**課題 a**
注釈エントリーのうち、「Autonomous forklift vision pipeline — detect the man」を含む行から「420,353,475,458」を含む行までを書き直してください。その際、「vehicle」を「robot」に変え、ほかの部分はそのままにしてください。

一夜限りのbook bar 火星の庭になりました。

 夕方頃に郡山から「魚雷さんに会いたくて」と、『古本暮らし』と
『活字と自活』を持参して女性がご来店。サインを直接いただいてうれ
しそう。こちらまでうれしくなる。

 この日はじめて魚雷さんに会った人が「魚雷っていうから、マッチョ
でごっつい人だと思ってた」と目を丸くする。

 魚雷さんが話すとみんな動きを止めて、じっと耳を澄ます。すごく小
さな声でおもしろいことをぽつぽつと話す。若い頃の危ない仕事につい
ていた頃のことなどを、しーーんと聞いた後に大爆笑。
 
 仙台がはじめての藤井さんは白石や槻木などで途中下車しながら来た
という。「まっすぐ着いちゃうよりその街がわかる」。眼の人、藤井さ
んの頭のなかでこねくり回さない観たままの言葉に、はっとしたり、感
心したり。

 魚雷さんは三重県の出身。名古屋文化圏。藤井さんは岡山県在住。関
西文化圏。そんな土地の話にもなる。外の人から教えられる仙台ってあ
るよなぁ。
 
 みんな目の前に大好きな魚雷さんがいて、心底うれしそう。この日は、
夏野菜をいっぱい食べようと思って、おつき合いさせていただいている
農家の色麻町の和田さんと名取の三浦くんに畑のものを配達してもらっ
た。どれも味が濃くてそのまま食べるのが一番美味しい野菜たちだった。
やっぱり宮城は食べものが素晴らしいと思うのです。
 さらに兵庫県の明石市で「山路製めん」といううどん屋をはじめた
山路さんのうどんも食べました。小麦の甘味を感じる素晴らしい味です。
 
 魚雷さんの火星の庭のコーナー、文壇高円寺古書部の棚から色川武大
や鮎川信夫、吉行淳之介などを取り出して「キーパーソンになる作家」
を読むことの大切さ、面白さを話してくれる。
 こういうのいいなと思う。
 たくさんのおもしろい世界があって、それについて愛情と深い理解を
持っている人々がやってきて、今まで知らなかった人達が新しいことに
出会っていく。火星の庭はそんなことが起きる場になったらいいなぁ。

バウンディングボックス注釈のエントリー
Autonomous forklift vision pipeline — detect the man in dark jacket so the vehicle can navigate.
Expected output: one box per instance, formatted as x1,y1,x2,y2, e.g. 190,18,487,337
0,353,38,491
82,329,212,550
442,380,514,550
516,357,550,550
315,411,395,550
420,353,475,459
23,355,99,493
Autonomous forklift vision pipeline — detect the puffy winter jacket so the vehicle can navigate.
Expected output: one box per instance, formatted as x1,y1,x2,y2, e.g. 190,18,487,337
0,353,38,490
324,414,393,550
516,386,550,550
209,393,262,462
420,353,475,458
* * *
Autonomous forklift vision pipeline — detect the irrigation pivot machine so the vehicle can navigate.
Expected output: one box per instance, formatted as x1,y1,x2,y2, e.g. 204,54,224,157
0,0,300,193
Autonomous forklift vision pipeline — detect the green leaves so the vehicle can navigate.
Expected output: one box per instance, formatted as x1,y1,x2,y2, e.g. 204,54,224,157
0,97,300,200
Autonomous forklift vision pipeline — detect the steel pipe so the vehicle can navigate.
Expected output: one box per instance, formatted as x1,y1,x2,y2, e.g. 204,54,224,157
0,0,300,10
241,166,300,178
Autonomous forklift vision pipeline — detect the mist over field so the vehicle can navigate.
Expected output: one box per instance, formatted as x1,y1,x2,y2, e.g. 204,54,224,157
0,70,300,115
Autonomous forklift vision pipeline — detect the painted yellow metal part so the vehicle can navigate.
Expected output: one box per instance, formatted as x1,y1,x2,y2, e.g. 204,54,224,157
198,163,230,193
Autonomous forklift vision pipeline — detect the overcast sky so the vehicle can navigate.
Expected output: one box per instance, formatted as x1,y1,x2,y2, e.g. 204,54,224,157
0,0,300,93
---
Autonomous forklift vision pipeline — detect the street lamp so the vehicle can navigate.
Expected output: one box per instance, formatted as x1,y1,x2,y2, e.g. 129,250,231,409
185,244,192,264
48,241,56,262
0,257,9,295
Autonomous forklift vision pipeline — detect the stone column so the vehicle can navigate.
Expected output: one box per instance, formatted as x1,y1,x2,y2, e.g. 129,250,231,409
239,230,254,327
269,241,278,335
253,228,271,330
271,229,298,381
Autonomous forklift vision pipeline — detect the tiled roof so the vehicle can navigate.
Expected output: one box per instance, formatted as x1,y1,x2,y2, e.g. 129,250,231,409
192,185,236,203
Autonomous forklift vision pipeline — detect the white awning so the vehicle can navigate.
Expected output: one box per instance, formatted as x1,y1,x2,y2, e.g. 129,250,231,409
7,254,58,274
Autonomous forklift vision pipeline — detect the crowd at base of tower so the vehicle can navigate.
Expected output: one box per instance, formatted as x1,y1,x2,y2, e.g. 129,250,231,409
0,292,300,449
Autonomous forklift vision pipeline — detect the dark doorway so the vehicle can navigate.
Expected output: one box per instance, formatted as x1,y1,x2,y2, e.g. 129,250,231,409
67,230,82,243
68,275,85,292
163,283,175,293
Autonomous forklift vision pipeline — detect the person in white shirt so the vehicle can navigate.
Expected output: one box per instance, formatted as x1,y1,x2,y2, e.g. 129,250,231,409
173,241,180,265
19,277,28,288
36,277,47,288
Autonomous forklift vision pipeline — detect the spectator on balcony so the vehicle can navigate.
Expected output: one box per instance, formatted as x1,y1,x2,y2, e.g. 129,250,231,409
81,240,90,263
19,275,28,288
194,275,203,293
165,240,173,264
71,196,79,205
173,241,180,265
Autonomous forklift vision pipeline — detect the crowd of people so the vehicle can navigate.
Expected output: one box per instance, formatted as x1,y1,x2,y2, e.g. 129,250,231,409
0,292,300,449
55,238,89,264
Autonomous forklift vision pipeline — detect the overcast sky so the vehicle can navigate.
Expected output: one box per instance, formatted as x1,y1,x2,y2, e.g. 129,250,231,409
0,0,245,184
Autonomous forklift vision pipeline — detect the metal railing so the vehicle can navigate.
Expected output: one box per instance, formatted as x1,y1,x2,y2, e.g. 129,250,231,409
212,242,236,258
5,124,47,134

**課題 b**
火星の庭についての文章を読んで、次の問いに答えてください。
(i) 魚雷さんの出身地はどの県ですか。
(ii) 藤井さんが住んでいるのはどの県ですか。
(iii) 山路さんがうどん屋をはじめた場所はどこですか。

**解答 a**
Autonomous forklift vision pipeline — detect the man in dark jacket so the robot can navigate.
Expected output: one box per instance, formatted as x1,y1,x2,y2, e.g. 190,18,487,337
0,353,38,491
82,329,212,550
442,380,514,550
516,357,550,550
315,411,395,550
420,353,475,459
23,355,99,493
Autonomous forklift vision pipeline — detect the puffy winter jacket so the robot can navigate.
Expected output: one box per instance, formatted as x1,y1,x2,y2, e.g. 190,18,487,337
0,353,38,490
324,414,393,550
516,386,550,550
209,393,262,462
420,353,475,458

**解答 b**
(i) 三重県です。
(ii) 岡山県です。
(iii) 兵庫県の明石市です。